**Problem description**
Locate each line of the data below that contains the word "green" and copy those lines out in full.
[start]
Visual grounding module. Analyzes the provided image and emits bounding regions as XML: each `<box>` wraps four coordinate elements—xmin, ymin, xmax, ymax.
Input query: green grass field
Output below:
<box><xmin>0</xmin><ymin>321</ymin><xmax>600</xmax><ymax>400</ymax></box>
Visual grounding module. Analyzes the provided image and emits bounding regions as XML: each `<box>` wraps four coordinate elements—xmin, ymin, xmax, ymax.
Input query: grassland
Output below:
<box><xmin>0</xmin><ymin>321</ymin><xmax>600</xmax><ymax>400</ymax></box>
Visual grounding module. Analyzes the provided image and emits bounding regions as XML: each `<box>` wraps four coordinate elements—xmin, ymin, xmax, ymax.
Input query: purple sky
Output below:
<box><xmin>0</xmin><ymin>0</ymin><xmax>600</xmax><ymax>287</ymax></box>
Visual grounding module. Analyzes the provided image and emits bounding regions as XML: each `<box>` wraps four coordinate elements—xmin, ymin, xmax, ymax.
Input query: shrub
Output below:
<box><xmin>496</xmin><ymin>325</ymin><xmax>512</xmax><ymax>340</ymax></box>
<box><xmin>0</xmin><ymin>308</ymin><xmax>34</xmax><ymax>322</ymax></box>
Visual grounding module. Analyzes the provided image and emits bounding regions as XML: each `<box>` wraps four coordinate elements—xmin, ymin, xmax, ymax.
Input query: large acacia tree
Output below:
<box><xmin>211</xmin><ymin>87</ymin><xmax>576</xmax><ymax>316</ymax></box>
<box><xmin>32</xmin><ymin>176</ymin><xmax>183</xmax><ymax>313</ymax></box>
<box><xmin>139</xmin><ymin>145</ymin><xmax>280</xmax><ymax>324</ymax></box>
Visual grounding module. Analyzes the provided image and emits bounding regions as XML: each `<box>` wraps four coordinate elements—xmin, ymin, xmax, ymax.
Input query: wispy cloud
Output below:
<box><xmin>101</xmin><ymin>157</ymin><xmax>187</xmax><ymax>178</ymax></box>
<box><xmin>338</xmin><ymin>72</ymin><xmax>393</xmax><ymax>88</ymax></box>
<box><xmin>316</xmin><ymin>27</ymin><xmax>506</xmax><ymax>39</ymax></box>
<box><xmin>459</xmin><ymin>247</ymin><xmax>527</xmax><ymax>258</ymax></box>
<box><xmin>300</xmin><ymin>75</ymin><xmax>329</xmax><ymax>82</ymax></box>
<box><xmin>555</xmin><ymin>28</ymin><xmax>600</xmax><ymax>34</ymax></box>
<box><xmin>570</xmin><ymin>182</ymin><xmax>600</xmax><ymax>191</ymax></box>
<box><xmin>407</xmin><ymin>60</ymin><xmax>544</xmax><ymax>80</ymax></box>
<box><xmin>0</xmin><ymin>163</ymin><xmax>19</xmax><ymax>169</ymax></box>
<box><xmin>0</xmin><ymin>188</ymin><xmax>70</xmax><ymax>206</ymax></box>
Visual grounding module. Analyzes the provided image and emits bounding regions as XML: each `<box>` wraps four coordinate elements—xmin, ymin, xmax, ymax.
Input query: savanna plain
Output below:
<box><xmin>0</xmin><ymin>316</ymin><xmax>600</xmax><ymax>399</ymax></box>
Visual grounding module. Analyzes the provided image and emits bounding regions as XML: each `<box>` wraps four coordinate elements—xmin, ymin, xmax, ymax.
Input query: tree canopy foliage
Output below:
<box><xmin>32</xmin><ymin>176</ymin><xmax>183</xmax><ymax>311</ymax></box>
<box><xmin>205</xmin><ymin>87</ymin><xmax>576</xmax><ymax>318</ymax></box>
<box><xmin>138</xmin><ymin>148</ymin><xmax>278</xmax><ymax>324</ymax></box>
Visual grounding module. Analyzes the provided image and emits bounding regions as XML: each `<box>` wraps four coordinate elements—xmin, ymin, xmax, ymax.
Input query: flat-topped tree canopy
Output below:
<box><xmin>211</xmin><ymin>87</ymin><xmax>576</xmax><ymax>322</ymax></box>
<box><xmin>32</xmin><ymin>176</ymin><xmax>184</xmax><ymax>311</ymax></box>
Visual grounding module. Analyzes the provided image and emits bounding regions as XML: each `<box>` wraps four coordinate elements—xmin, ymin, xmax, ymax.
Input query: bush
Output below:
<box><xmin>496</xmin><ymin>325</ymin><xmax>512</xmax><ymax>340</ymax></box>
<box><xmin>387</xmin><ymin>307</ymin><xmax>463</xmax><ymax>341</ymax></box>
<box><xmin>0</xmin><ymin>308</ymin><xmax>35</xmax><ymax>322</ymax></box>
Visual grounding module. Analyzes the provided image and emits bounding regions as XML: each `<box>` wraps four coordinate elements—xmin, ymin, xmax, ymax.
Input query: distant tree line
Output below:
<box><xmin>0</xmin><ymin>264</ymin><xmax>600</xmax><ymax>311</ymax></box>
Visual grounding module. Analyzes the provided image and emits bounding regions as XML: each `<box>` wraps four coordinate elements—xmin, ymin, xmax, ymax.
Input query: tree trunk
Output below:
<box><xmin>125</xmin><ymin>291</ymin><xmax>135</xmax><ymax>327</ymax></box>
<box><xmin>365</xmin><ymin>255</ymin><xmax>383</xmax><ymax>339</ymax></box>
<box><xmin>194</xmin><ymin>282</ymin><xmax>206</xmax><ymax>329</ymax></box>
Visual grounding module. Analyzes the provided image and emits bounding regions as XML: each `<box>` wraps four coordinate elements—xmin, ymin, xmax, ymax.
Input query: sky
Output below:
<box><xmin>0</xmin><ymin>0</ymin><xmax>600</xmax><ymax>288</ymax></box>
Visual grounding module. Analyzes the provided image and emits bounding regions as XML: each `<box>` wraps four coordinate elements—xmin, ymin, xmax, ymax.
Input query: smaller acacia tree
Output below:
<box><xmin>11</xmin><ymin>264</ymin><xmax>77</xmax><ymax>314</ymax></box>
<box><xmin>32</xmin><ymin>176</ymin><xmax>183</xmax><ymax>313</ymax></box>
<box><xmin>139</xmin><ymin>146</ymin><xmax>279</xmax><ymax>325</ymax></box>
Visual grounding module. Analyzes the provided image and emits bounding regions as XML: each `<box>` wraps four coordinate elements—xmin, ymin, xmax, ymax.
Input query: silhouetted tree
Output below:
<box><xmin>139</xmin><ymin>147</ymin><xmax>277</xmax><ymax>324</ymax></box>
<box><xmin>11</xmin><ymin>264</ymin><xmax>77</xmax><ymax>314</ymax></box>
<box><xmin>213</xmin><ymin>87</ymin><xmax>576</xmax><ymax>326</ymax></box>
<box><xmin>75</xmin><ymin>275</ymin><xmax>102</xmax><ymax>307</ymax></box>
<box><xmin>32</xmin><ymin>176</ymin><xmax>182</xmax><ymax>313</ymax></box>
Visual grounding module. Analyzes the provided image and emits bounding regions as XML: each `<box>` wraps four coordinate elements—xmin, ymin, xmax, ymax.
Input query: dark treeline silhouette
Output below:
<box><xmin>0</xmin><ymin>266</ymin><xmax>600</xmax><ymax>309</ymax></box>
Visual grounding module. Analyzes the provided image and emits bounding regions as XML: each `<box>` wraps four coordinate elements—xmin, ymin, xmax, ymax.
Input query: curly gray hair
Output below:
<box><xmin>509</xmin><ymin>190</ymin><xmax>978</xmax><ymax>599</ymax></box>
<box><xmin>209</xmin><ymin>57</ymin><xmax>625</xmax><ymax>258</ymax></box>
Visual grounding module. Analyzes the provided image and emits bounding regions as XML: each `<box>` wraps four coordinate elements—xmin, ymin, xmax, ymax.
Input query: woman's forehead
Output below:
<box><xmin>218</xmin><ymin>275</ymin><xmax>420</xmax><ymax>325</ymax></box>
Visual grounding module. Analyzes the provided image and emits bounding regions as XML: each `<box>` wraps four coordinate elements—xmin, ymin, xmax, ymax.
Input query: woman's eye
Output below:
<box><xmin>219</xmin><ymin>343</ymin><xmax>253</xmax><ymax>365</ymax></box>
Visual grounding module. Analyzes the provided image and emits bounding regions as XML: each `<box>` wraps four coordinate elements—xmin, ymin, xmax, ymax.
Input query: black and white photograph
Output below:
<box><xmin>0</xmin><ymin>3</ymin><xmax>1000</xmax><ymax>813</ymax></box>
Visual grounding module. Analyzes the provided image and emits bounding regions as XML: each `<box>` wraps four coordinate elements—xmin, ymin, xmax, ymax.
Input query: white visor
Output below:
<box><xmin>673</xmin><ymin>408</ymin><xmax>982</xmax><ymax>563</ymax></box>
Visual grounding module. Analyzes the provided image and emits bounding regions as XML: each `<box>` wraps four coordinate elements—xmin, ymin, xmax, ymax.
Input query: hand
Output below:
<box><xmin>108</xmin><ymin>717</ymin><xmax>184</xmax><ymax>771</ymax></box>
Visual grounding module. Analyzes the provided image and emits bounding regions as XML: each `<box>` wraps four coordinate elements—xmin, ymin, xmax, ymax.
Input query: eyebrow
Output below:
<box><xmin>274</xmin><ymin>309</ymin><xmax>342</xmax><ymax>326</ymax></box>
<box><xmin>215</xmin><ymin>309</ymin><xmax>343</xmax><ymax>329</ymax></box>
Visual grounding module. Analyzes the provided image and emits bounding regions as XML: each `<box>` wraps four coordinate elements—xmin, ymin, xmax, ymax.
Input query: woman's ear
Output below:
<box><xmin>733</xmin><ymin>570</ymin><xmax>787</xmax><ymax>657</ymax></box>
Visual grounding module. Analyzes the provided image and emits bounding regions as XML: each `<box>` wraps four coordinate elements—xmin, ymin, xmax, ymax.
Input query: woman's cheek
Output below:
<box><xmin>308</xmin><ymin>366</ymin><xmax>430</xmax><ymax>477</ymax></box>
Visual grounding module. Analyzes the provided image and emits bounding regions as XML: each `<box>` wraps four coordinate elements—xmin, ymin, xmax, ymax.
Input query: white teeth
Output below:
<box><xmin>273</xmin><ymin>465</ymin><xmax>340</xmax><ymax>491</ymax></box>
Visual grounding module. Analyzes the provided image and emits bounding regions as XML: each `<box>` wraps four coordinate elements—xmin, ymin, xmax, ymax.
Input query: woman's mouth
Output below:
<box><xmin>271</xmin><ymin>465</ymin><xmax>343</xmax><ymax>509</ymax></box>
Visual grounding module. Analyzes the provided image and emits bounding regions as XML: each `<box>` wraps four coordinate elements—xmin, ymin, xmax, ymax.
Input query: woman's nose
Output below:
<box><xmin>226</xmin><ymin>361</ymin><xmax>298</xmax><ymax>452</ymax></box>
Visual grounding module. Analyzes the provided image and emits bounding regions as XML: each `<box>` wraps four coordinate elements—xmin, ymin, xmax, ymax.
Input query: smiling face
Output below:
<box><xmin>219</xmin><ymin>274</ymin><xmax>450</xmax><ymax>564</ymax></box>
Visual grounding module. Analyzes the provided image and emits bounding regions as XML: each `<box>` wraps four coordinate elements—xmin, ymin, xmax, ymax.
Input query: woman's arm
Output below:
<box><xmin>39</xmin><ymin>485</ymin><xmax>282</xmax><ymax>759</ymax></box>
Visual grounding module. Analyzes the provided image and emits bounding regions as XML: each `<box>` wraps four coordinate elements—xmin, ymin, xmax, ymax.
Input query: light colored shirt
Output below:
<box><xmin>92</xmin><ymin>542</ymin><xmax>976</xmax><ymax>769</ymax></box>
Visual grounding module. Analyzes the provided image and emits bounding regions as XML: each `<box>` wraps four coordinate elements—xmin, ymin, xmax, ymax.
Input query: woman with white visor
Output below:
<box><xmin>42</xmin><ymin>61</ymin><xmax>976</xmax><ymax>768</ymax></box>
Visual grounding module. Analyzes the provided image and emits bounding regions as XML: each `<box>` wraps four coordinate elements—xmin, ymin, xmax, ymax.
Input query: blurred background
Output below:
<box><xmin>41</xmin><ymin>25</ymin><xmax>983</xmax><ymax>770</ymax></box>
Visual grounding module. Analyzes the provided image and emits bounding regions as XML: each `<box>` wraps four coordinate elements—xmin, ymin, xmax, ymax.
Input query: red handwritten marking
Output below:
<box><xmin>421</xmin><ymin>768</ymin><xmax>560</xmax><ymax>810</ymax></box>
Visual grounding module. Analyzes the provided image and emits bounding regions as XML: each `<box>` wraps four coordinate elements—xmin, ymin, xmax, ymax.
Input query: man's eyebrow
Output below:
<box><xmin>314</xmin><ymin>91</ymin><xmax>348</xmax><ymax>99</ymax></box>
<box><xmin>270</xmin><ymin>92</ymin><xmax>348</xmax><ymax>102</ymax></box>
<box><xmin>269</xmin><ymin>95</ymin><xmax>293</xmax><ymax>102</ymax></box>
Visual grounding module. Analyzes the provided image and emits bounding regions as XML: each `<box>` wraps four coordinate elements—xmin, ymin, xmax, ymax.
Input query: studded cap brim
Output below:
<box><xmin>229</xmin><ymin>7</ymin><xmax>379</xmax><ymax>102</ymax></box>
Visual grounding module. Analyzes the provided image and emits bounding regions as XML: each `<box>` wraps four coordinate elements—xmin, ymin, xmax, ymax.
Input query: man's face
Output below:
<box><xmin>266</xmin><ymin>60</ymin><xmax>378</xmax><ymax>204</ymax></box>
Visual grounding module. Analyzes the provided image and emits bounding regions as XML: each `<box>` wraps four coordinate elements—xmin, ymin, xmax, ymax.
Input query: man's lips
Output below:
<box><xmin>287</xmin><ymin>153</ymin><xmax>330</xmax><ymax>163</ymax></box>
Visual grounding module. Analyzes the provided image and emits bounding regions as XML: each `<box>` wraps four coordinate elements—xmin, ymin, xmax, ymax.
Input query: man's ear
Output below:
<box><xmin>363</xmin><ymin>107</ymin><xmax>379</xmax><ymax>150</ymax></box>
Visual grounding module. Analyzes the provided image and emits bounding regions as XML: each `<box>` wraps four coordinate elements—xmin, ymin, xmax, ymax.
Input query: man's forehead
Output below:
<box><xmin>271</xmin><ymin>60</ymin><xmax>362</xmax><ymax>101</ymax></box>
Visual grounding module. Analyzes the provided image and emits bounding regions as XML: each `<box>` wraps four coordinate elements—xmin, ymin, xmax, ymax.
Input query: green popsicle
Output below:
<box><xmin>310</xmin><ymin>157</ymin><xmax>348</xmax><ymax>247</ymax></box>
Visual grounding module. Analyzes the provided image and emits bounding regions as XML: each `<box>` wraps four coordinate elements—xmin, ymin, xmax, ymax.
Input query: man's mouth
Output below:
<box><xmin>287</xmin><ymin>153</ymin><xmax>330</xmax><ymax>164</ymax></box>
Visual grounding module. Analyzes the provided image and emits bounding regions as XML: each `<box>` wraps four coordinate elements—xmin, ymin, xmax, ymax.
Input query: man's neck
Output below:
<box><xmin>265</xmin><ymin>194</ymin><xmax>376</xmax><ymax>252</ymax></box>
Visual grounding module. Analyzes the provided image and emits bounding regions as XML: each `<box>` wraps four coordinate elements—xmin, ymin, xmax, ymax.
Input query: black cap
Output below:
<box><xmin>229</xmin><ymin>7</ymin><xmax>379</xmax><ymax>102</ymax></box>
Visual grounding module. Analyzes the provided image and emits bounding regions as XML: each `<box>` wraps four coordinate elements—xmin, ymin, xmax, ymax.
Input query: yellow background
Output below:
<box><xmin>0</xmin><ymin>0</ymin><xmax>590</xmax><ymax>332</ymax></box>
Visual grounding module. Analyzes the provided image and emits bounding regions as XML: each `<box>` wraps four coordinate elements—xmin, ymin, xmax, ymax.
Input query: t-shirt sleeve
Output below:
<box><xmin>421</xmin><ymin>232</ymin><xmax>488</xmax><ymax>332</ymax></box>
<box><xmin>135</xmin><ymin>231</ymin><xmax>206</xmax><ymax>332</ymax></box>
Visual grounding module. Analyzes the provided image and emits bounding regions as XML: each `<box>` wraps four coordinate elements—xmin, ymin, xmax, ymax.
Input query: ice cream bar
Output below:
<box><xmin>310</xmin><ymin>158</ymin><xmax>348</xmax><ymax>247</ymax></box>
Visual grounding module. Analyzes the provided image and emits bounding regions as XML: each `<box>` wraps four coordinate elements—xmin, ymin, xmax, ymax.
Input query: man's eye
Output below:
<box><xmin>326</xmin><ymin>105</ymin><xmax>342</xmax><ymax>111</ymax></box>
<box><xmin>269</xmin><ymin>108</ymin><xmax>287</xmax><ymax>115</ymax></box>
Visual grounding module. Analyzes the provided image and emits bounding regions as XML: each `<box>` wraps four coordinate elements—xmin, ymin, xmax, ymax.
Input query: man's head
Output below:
[end]
**Response**
Input query: green grass field
Input query: green popsicle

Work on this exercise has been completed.